--- STATED GOAL ---
Copy out the entries below word for word. Start at the line that contains "of the gray" and stop after the line that contains "lawn in this photo, one line per instance.", including both of those lines.

>>>

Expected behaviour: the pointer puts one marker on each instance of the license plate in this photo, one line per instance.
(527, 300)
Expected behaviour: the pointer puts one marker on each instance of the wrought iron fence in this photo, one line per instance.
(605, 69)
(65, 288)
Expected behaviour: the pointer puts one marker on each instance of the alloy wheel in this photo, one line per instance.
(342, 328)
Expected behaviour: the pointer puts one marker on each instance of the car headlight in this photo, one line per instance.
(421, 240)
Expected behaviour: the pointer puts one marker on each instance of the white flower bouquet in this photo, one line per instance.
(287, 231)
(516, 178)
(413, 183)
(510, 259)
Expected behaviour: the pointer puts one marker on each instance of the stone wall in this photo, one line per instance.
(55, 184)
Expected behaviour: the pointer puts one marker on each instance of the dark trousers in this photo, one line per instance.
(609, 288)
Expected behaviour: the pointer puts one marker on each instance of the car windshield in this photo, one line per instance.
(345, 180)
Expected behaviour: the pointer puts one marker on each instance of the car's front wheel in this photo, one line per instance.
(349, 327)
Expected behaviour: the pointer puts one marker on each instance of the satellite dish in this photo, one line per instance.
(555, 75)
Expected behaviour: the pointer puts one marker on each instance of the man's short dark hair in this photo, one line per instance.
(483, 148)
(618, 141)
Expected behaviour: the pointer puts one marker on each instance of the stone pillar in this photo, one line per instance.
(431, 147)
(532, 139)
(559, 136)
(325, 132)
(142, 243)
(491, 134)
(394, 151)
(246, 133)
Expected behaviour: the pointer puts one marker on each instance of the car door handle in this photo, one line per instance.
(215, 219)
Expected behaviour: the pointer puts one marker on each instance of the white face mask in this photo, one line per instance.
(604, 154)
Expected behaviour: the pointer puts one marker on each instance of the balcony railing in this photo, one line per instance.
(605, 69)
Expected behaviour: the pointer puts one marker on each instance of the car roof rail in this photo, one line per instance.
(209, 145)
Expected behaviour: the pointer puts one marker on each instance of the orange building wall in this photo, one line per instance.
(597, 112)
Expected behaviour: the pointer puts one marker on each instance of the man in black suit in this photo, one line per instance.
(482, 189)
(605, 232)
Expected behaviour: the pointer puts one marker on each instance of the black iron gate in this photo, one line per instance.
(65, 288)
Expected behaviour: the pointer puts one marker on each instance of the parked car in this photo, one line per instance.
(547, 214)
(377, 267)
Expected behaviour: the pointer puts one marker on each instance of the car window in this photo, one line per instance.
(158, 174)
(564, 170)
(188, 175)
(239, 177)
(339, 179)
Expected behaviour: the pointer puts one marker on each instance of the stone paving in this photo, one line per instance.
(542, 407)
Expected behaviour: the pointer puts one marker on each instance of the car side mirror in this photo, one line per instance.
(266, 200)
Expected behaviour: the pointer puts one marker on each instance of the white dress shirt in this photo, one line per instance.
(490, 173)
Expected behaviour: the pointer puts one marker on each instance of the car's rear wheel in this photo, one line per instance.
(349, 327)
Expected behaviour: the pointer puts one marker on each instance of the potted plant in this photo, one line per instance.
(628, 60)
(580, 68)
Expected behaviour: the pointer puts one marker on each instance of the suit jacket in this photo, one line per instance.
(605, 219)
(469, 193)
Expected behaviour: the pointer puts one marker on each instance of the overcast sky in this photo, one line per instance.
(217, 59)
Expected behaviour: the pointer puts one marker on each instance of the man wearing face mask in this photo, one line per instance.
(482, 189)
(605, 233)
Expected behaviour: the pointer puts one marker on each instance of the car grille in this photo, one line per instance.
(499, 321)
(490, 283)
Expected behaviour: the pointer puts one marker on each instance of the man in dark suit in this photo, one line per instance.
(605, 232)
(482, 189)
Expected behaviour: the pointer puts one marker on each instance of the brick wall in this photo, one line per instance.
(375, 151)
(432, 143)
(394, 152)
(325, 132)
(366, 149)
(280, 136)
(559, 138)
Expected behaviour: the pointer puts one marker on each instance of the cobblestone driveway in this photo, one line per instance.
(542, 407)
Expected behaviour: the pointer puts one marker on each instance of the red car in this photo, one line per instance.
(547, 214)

<<<
>>>

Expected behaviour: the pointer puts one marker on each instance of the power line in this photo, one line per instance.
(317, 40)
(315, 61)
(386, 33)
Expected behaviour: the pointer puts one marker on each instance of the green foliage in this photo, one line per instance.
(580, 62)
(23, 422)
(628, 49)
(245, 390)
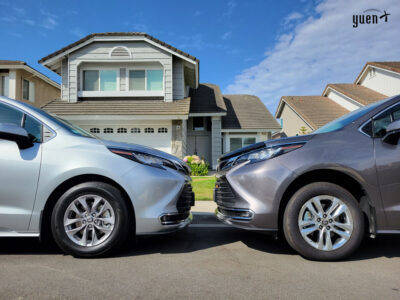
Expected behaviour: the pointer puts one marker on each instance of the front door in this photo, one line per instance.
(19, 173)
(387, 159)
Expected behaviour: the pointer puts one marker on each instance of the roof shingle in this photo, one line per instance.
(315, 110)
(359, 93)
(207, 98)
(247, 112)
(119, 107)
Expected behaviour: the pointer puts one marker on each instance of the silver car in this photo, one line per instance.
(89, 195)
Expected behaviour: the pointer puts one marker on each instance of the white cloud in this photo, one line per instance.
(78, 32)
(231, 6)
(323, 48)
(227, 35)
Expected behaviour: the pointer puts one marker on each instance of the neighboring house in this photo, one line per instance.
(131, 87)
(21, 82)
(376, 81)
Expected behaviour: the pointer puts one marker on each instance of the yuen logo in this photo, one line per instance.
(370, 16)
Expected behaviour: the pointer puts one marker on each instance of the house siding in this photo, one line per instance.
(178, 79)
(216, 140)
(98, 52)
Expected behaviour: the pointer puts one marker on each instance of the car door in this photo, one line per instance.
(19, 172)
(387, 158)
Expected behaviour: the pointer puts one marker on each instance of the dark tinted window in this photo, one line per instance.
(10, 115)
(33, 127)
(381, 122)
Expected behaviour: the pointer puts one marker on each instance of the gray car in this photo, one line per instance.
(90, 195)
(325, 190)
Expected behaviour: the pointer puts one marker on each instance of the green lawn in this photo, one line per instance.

<<<

--- REPLY ---
Expected behaviour: the pointer puts one marker on each instance of the gray car in this photo, one line per instance.
(90, 195)
(325, 190)
Expected behaviour: the pointer puts one marker on each instance of the green lawn in this photo, one line per instance.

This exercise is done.